--- Material for the task ---
[START]

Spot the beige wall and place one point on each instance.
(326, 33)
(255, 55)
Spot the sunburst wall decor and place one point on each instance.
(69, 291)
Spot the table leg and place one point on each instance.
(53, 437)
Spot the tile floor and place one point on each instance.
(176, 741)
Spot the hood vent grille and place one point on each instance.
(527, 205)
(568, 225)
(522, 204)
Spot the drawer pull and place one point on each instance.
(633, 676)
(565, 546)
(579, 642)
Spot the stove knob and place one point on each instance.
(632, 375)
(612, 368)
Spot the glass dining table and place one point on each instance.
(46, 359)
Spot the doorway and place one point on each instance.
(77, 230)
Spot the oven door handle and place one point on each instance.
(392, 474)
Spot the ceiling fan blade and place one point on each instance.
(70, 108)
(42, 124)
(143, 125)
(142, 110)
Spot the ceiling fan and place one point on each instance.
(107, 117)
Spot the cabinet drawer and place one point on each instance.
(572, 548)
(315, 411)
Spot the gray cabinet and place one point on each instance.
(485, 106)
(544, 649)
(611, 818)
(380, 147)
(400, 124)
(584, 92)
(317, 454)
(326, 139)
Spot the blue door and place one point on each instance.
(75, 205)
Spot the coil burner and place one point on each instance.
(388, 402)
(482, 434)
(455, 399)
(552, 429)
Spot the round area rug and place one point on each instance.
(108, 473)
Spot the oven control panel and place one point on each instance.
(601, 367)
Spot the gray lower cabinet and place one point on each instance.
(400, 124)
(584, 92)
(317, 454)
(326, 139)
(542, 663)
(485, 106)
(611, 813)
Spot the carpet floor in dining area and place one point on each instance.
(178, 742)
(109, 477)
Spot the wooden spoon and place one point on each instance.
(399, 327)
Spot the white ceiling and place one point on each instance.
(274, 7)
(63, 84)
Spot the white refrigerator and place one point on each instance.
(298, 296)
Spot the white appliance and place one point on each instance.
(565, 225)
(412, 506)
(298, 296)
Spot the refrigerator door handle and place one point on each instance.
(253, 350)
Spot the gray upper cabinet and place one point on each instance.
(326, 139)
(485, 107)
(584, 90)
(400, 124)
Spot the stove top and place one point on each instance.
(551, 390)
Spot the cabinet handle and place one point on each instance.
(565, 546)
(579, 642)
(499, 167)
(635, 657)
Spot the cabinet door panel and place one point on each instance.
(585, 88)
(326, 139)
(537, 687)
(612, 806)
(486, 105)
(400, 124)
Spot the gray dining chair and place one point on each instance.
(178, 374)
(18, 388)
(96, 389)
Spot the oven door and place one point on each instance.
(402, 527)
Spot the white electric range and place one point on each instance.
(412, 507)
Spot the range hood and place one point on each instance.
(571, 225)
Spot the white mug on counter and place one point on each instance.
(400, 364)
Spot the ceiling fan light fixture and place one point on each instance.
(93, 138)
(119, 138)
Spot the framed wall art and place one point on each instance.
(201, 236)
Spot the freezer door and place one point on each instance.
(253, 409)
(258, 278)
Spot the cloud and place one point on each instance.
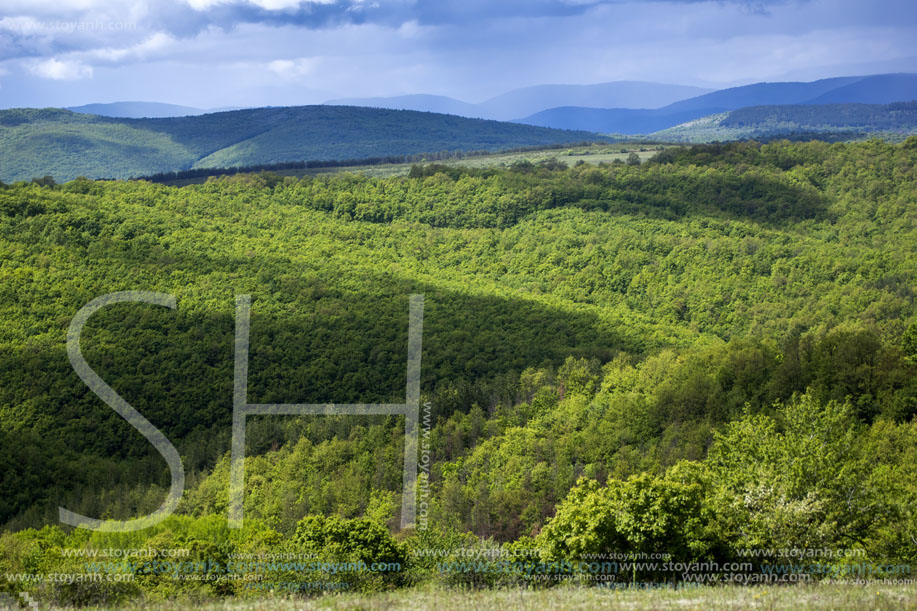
(294, 68)
(61, 70)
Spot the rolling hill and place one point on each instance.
(137, 110)
(529, 100)
(876, 89)
(65, 144)
(843, 121)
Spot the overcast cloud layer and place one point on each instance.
(215, 53)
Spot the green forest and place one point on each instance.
(708, 356)
(67, 145)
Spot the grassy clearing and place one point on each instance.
(874, 596)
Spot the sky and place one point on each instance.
(230, 53)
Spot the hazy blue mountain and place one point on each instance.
(825, 121)
(879, 89)
(419, 102)
(528, 100)
(875, 89)
(882, 88)
(613, 120)
(64, 144)
(618, 94)
(137, 110)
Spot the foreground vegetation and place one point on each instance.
(709, 356)
(835, 597)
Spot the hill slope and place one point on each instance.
(764, 122)
(137, 110)
(876, 89)
(65, 145)
(529, 100)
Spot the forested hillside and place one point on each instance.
(67, 145)
(801, 121)
(722, 341)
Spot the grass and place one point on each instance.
(807, 596)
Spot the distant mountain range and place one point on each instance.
(64, 144)
(876, 89)
(528, 100)
(826, 121)
(141, 110)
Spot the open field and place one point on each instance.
(878, 597)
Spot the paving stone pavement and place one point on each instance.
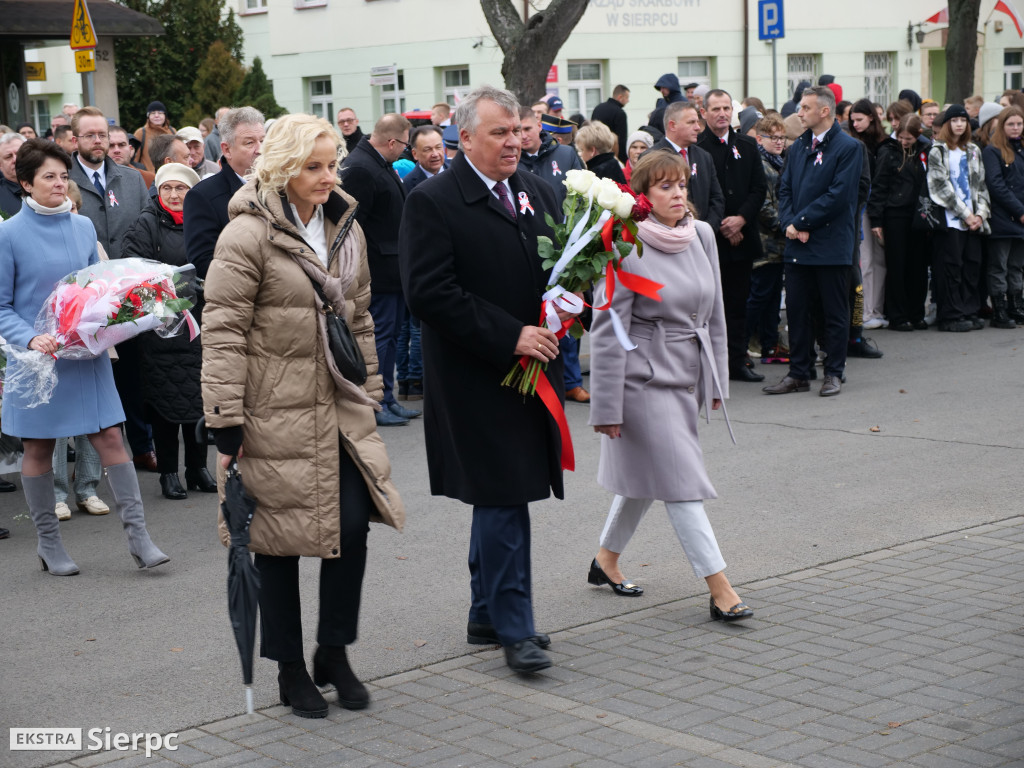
(911, 655)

[END]

--- Task to complete ---
Format the records as a JSON list of strings, one string per line, without blank lines and without the pictures. Begin at the line that contains "Spot the white electric" and continue through the end of the records.

--- The reply ---
[
  "Spot the white electric range and place one point on each instance.",
  "(412, 507)",
  "Spot the range hood and place one point on each instance.",
  "(571, 225)",
  "Spot the white mug on counter and place one point on each instance.",
  "(400, 364)",
  "Spot the ceiling fan light fixture and place one point on each instance.",
  "(93, 138)",
  "(119, 138)",
  "Spot the framed wall art and place one point on each instance.",
  "(201, 236)",
  "Spot the freezer door and place one point on each instance.",
  "(253, 409)",
  "(258, 278)",
  "Spot the cloud and place one point on each instance.",
  "(294, 68)",
  "(61, 70)",
  "Spot the rolling hill and place one point on each instance.",
  "(137, 110)",
  "(529, 100)",
  "(876, 89)",
  "(65, 144)",
  "(843, 121)",
  "Spot the overcast cloud layer and place one point on each instance.",
  "(215, 53)",
  "Spot the green forest and place one point on each instance.",
  "(708, 356)",
  "(67, 145)",
  "Spot the grassy clearing and place one point on each instance.",
  "(874, 596)",
  "Spot the sky and place one point on each instance.",
  "(230, 53)",
  "Spot the hazy blue mountain and place one point on each instance.",
  "(825, 121)",
  "(879, 89)",
  "(419, 102)",
  "(528, 100)",
  "(875, 89)",
  "(882, 88)",
  "(613, 120)",
  "(64, 144)",
  "(618, 94)",
  "(137, 110)",
  "Spot the foreground vegetation and place one point on each instance.",
  "(709, 356)",
  "(835, 597)",
  "Spot the hill slope and place one point on each instance.",
  "(764, 122)",
  "(137, 110)",
  "(876, 89)",
  "(65, 145)",
  "(529, 100)",
  "Spot the forested hillside and place one point on each instance.",
  "(67, 145)",
  "(801, 121)",
  "(722, 341)",
  "Spot the grass and place one point on each instance.",
  "(807, 596)",
  "Spot the distant mountain range and place one point on each instance.",
  "(64, 144)",
  "(876, 89)",
  "(528, 100)",
  "(826, 121)",
  "(141, 110)",
  "Spot the open field and place one point on each instance.",
  "(878, 597)",
  "Spot the paving stone pavement and place one point on each instance.",
  "(911, 655)"
]